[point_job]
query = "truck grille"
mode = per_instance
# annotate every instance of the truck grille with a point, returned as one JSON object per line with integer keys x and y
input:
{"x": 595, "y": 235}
**********
• SHORT TASK
All of the data must be returned exactly.

• RESPONSE FOR THIS EXERCISE
[point_job]
query = "truck grille"
mode = per_instance
# annotate every instance of the truck grille with a point, returned as one JSON object per line with integer keys x and y
input:
{"x": 595, "y": 235}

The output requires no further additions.